▶ TASK OBJECTIVE: Below is a set of entries. Reproduce exactly the lines from the one containing "For the dataset, pick out the reflection" through the end, both included.

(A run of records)
⁂

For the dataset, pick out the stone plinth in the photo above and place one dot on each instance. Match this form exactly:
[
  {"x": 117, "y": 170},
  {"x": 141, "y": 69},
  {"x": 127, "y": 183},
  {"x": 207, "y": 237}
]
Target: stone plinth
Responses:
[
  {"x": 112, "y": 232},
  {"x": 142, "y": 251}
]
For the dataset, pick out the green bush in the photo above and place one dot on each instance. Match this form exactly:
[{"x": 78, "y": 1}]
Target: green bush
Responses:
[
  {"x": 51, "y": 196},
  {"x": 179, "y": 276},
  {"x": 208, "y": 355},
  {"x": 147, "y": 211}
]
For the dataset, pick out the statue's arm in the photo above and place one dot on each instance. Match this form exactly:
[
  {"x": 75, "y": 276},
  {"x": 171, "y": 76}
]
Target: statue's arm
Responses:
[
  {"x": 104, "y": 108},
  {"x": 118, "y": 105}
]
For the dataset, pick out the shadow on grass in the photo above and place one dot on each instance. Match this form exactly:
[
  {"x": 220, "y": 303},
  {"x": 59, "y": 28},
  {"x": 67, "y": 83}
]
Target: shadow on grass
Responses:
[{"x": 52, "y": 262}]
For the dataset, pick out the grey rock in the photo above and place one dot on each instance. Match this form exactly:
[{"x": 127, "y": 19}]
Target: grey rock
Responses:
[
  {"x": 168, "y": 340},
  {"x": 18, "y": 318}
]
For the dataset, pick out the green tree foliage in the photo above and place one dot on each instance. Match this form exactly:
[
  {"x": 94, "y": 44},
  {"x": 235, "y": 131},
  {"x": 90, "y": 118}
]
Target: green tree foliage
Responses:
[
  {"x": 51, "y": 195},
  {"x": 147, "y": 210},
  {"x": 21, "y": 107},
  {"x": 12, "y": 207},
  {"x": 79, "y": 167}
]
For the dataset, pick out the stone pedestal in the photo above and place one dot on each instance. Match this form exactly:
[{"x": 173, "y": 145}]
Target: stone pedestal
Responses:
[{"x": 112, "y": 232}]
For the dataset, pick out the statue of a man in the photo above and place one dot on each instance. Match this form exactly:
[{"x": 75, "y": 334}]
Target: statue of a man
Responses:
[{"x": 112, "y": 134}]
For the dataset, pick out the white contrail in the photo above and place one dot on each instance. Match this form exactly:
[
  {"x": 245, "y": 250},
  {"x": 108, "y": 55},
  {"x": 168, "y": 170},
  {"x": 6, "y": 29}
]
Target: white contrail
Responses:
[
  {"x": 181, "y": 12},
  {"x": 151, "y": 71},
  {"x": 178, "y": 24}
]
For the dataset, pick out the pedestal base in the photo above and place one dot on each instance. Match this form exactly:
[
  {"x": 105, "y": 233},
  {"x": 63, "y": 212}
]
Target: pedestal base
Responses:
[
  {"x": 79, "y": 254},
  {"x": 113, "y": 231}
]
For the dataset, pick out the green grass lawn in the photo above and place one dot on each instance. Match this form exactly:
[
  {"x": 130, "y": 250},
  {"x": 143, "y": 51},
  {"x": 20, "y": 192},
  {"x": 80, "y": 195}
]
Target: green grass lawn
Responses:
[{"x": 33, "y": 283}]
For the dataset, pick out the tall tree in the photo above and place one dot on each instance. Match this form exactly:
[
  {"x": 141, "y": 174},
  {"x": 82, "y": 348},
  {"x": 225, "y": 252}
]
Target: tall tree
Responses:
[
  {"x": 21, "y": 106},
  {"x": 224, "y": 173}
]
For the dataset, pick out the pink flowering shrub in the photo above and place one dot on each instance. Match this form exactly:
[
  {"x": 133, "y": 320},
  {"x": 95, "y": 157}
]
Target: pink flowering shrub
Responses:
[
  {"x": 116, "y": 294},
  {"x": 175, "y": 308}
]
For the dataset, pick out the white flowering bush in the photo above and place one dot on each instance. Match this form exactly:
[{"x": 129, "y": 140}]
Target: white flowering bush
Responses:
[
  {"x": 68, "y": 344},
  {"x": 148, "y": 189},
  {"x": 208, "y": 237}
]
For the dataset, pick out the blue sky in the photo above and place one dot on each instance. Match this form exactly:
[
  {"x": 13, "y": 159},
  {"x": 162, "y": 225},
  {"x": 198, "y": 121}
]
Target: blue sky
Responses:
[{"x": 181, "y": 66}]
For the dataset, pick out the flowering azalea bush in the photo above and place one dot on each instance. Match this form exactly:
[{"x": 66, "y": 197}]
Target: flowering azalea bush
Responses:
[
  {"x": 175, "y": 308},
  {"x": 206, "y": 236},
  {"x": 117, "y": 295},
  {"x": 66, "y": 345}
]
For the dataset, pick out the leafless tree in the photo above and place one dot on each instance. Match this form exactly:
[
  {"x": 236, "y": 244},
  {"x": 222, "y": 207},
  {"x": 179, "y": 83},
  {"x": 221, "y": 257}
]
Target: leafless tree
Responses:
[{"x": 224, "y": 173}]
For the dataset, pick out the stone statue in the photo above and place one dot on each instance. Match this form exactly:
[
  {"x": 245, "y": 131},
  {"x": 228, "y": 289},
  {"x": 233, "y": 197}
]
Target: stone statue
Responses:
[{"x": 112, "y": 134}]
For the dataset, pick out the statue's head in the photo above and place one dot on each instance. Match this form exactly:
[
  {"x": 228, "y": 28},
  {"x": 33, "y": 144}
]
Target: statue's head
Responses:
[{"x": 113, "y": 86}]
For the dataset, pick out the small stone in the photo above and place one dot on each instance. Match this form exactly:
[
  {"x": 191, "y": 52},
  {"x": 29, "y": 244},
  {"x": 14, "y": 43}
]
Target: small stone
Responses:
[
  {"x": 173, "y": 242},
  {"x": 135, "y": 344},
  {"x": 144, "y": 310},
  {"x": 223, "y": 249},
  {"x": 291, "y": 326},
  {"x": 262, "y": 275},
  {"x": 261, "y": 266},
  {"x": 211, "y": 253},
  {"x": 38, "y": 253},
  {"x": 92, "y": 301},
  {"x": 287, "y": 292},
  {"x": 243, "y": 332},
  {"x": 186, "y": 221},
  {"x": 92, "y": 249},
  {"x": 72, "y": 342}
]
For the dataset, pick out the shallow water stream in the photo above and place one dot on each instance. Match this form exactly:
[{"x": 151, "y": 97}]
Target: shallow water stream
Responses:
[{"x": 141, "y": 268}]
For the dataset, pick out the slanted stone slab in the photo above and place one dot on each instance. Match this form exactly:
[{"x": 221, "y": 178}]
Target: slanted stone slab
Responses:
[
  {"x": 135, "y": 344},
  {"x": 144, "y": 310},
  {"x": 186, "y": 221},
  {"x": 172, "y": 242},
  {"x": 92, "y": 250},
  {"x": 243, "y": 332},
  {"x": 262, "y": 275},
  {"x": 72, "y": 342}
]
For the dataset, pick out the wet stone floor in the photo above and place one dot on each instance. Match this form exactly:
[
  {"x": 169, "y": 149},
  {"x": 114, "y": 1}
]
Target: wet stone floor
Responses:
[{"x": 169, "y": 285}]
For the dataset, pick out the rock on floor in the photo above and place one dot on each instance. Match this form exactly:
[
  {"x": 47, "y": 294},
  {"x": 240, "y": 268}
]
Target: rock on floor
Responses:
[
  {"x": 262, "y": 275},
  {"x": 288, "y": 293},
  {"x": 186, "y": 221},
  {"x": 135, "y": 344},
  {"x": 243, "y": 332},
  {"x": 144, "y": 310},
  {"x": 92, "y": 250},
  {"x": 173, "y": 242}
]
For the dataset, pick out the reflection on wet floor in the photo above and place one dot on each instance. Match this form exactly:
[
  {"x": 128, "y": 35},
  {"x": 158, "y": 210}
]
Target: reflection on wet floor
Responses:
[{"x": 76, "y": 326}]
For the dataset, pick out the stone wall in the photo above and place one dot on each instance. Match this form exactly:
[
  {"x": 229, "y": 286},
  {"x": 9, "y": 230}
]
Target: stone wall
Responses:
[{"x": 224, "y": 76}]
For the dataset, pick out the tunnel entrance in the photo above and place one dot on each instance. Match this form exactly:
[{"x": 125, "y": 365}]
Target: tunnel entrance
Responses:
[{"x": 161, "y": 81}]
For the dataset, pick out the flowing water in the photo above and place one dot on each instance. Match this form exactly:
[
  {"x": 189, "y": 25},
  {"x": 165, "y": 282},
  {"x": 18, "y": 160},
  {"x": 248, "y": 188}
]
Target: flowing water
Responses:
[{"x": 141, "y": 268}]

⁂

▶ RESPONSE TO THE EXERCISE:
For the dataset, pick out the reflection on wet floor in the photo above and place one dot on each instance. Match this form exactly:
[
  {"x": 128, "y": 35},
  {"x": 158, "y": 210}
]
Target: reflection on wet floor
Responses:
[{"x": 76, "y": 326}]
For the dataset, pick out the stone wall in the photo above and place one dot on each instance. Match this form exactly:
[
  {"x": 229, "y": 286},
  {"x": 9, "y": 230}
]
Target: stone wall
Responses:
[{"x": 224, "y": 76}]
For the dataset, pick out the tunnel entrance in the photo above and place one dot on each instance. Match this form exactly:
[{"x": 125, "y": 365}]
Target: tunnel entrance
Responses:
[{"x": 161, "y": 81}]
For the dataset, pick out the flowing water in the photo above and place one dot on each instance. Match this form exactly:
[
  {"x": 189, "y": 25},
  {"x": 165, "y": 282},
  {"x": 18, "y": 160},
  {"x": 248, "y": 188}
]
Target: flowing water
Responses:
[{"x": 141, "y": 268}]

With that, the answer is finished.